WHAT IS REQUIRED: Arrange the listing below as a JSON list of strings, one string per line. Leave out blank lines and the picture lines.

____

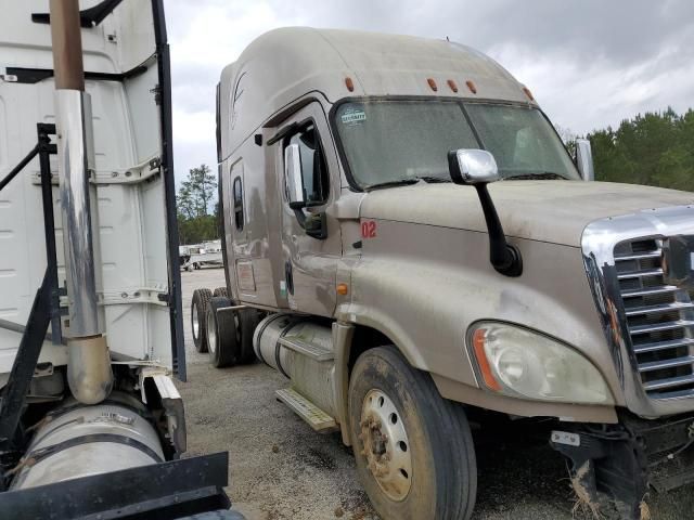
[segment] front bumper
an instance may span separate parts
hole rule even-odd
[[[550,444],[570,459],[575,489],[595,503],[597,491],[607,493],[635,519],[648,489],[694,482],[694,413],[646,420],[625,412],[617,425],[555,430]]]

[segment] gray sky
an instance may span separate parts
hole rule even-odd
[[[586,133],[694,107],[694,0],[167,0],[177,178],[216,165],[215,86],[257,36],[303,25],[446,38],[501,63]]]

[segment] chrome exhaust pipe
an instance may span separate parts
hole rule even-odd
[[[77,0],[51,0],[55,115],[63,245],[68,300],[67,382],[85,404],[111,393],[113,372],[99,308],[99,222],[91,103],[85,93]],[[100,285],[100,284],[99,284]]]

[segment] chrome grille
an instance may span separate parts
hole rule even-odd
[[[660,239],[615,247],[631,348],[646,394],[694,395],[694,291],[665,283]]]

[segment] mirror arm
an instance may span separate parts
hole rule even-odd
[[[520,276],[523,274],[523,257],[520,250],[506,242],[494,203],[487,190],[487,183],[475,184],[479,203],[485,213],[487,230],[489,233],[489,261],[493,268],[506,276]]]

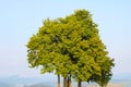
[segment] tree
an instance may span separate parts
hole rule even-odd
[[[60,76],[63,77],[63,87],[72,86],[71,78],[78,80],[79,87],[86,80],[98,83],[93,75],[100,79],[102,71],[106,71],[103,61],[109,59],[97,24],[86,10],[78,10],[63,18],[45,20],[38,33],[31,37],[27,52],[31,67],[40,66],[43,74],[58,75],[58,87]]]

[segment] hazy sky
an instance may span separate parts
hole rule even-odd
[[[57,18],[86,9],[115,59],[114,74],[131,73],[131,0],[0,0],[0,76],[38,76],[29,69],[29,37],[47,17]]]

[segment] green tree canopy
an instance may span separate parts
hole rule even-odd
[[[38,33],[31,37],[27,49],[31,67],[40,66],[41,73],[61,75],[64,85],[69,80],[68,87],[71,86],[71,78],[81,86],[81,82],[87,80],[99,84],[100,77],[107,73],[111,76],[114,63],[107,57],[97,24],[86,10],[76,10],[57,20],[45,20]]]

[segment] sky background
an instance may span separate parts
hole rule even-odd
[[[39,70],[28,67],[25,45],[44,20],[64,17],[78,9],[88,10],[98,24],[115,59],[114,75],[131,75],[131,0],[0,0],[0,77],[40,76]]]

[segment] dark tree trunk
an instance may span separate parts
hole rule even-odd
[[[58,74],[58,87],[60,87],[60,75]]]
[[[63,87],[67,87],[67,84],[68,84],[67,77],[63,77]]]
[[[81,80],[78,82],[78,87],[82,87],[82,82]]]
[[[68,87],[72,87],[71,74],[68,76]]]

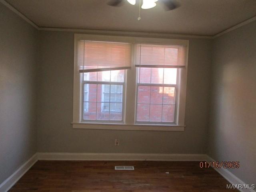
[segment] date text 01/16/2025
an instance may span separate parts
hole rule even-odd
[[[210,162],[200,162],[200,168],[239,168],[239,161],[212,161]]]

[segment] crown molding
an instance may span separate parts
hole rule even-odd
[[[169,33],[153,33],[150,32],[135,32],[124,31],[116,31],[109,30],[99,30],[93,29],[73,29],[68,28],[50,28],[45,27],[39,27],[31,20],[26,16],[24,15],[17,10],[13,6],[7,2],[5,0],[0,0],[0,2],[4,5],[9,8],[10,10],[15,13],[21,17],[22,19],[28,22],[30,24],[36,29],[40,31],[65,31],[74,32],[80,32],[88,34],[97,34],[101,35],[121,35],[124,36],[134,36],[148,37],[158,37],[159,38],[204,38],[204,39],[215,39],[220,37],[222,35],[227,33],[230,31],[233,31],[238,28],[244,26],[251,22],[256,20],[256,16],[250,18],[241,23],[228,28],[220,33],[213,36],[205,36],[191,35],[186,34],[172,34]]]
[[[69,32],[80,32],[88,34],[109,35],[120,35],[123,36],[132,36],[143,37],[158,37],[159,38],[200,38],[212,39],[212,36],[189,35],[185,34],[173,34],[164,33],[154,33],[151,32],[137,32],[124,31],[115,31],[110,30],[100,30],[93,29],[72,29],[66,28],[56,28],[48,27],[40,27],[40,30],[42,31],[65,31]]]
[[[2,3],[4,5],[5,5],[7,8],[9,8],[10,10],[15,13],[21,17],[22,19],[25,20],[26,21],[29,23],[30,25],[36,28],[38,30],[39,30],[39,27],[34,22],[31,21],[30,19],[26,17],[23,14],[20,12],[18,10],[16,9],[13,6],[11,5],[9,3],[7,2],[4,0],[0,0],[0,2]]]
[[[247,20],[243,21],[241,23],[238,23],[238,24],[237,24],[236,25],[234,25],[234,26],[233,26],[230,28],[228,28],[228,29],[227,29],[226,30],[220,32],[220,33],[216,34],[216,35],[213,36],[212,36],[212,38],[213,39],[215,39],[215,38],[220,37],[222,35],[224,35],[224,34],[230,32],[230,31],[232,31],[235,29],[237,29],[238,28],[244,26],[244,25],[245,25],[246,24],[248,24],[248,23],[250,23],[251,22],[252,22],[253,21],[254,21],[255,20],[256,20],[256,16],[254,16],[254,17],[250,18],[250,19],[247,19]]]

____

RESPONSE TO THIS TASK:
[
  "[segment] front bumper",
  "an instance may span separate parts",
  "hole rule even-odd",
  "[[[550,444],[570,459],[575,489],[595,503],[597,491],[607,493],[635,519],[648,489],[694,482],[694,413],[646,420],[625,412],[617,425],[555,430]]]",
  "[segment] gray sky",
  "an instance may span separate parts",
  "hole rule even-odd",
  "[[[586,133],[694,107],[694,0],[167,0],[177,178],[216,165],[215,86],[257,36],[303,25],[446,38],[501,63]]]",
  "[segment] chrome exhaust pipe",
  "an instance may span separate parts",
  "hole rule even-odd",
  "[[[77,0],[51,0],[55,115],[63,245],[68,300],[67,382],[85,404],[111,393],[113,372],[99,308],[99,222],[91,103],[85,93]],[[100,285],[100,284],[99,284]]]",
  "[segment] chrome grille",
  "an instance may span separate parts",
  "hole rule even-odd",
  "[[[660,239],[615,247],[631,348],[646,394],[694,395],[694,291],[665,283]]]",
  "[segment] mirror arm",
  "an instance may span separate parts",
  "hole rule even-odd",
  "[[[520,276],[523,274],[523,257],[520,250],[506,242],[494,203],[487,190],[487,183],[475,184],[479,203],[485,213],[487,230],[489,233],[489,261],[493,268],[506,276]]]",
  "[segment] tree",
  "an instance may span separate parts",
  "hole rule even-odd",
  "[[[60,76],[63,77],[63,87],[72,86],[71,78],[78,80],[79,87],[86,80],[98,83],[93,75],[100,79],[102,71],[106,71],[103,61],[109,59],[97,24],[86,10],[78,10],[63,18],[45,20],[38,33],[31,37],[27,52],[31,67],[40,66],[43,74],[58,75],[58,87]]]",
  "[segment] hazy sky",
  "an instance may span separate parts",
  "hole rule even-odd",
  "[[[57,18],[86,9],[115,59],[114,74],[131,73],[131,0],[0,0],[0,76],[38,76],[29,69],[29,37],[47,17]]]",
  "[segment] green tree canopy",
  "an instance may span separate parts",
  "hole rule even-odd",
  "[[[38,33],[31,37],[27,49],[31,67],[40,66],[41,73],[61,75],[64,85],[69,80],[68,87],[71,86],[71,78],[81,86],[81,82],[87,80],[99,84],[100,77],[107,73],[111,76],[114,63],[107,57],[97,24],[86,10],[76,10],[57,20],[45,20]]]",
  "[segment] sky background",
  "an instance may span separate parts",
  "hole rule even-odd",
  "[[[39,70],[28,67],[25,45],[44,20],[64,17],[78,9],[88,10],[98,24],[115,59],[114,75],[131,75],[131,0],[0,0],[0,77],[40,76]]]",
  "[segment] dark tree trunk",
  "an instance may span separate parts",
  "hole rule even-odd",
  "[[[58,74],[58,87],[60,87],[60,75]]]",
  "[[[63,87],[67,87],[67,84],[68,84],[67,77],[63,77]]]",
  "[[[81,80],[78,82],[78,87],[82,87],[82,82]]]",
  "[[[68,87],[72,87],[71,74],[68,76]]]",
  "[segment] date text 01/16/2025",
  "an instance may span separate parts",
  "hole rule even-odd",
  "[[[210,162],[200,162],[200,168],[239,168],[239,161],[212,161]]]",
  "[segment] crown molding",
  "an instance may span separate parts",
  "hole rule even-odd",
  "[[[169,33],[153,33],[150,32],[135,32],[124,31],[116,31],[109,30],[99,30],[93,29],[73,29],[68,28],[50,28],[45,27],[39,27],[31,20],[26,16],[24,15],[17,10],[13,6],[7,2],[5,0],[0,0],[0,2],[4,5],[9,8],[10,10],[15,13],[21,17],[22,19],[28,22],[30,24],[36,29],[40,31],[65,31],[74,32],[80,32],[88,34],[97,34],[101,35],[121,35],[124,36],[134,36],[148,37],[158,37],[159,38],[204,38],[204,39],[215,39],[220,37],[222,35],[227,33],[230,31],[233,31],[238,28],[244,26],[251,22],[256,20],[256,16],[250,18],[241,23],[228,28],[220,33],[213,36],[205,36],[191,35],[186,34],[172,34]]]",
  "[[[69,32],[80,32],[88,34],[109,35],[120,35],[123,36],[132,36],[143,37],[158,37],[159,38],[200,38],[212,39],[212,36],[189,35],[185,34],[173,34],[164,33],[154,33],[151,32],[137,32],[124,31],[115,31],[110,30],[100,30],[93,29],[72,29],[66,28],[56,28],[48,27],[40,27],[40,30],[42,31],[65,31]]]",
  "[[[2,3],[4,5],[5,5],[7,8],[9,8],[10,10],[15,13],[21,17],[22,19],[25,20],[26,21],[29,23],[30,25],[36,28],[38,30],[39,30],[39,27],[34,22],[31,21],[30,19],[26,17],[23,14],[20,12],[18,10],[16,9],[13,6],[11,5],[9,3],[7,2],[4,0],[0,0],[0,2]]]",
  "[[[247,20],[243,21],[241,23],[238,23],[238,24],[237,24],[236,25],[234,25],[234,26],[233,26],[230,28],[228,28],[228,29],[227,29],[226,30],[220,32],[220,33],[216,34],[216,35],[213,36],[212,36],[212,38],[213,39],[215,39],[215,38],[220,37],[222,35],[224,35],[224,34],[230,32],[230,31],[232,31],[235,29],[237,29],[238,28],[244,26],[244,25],[245,25],[246,24],[248,24],[248,23],[250,23],[251,22],[252,22],[253,21],[254,21],[255,20],[256,20],[256,16],[254,16],[254,17],[250,18],[250,19],[247,19]]]"
]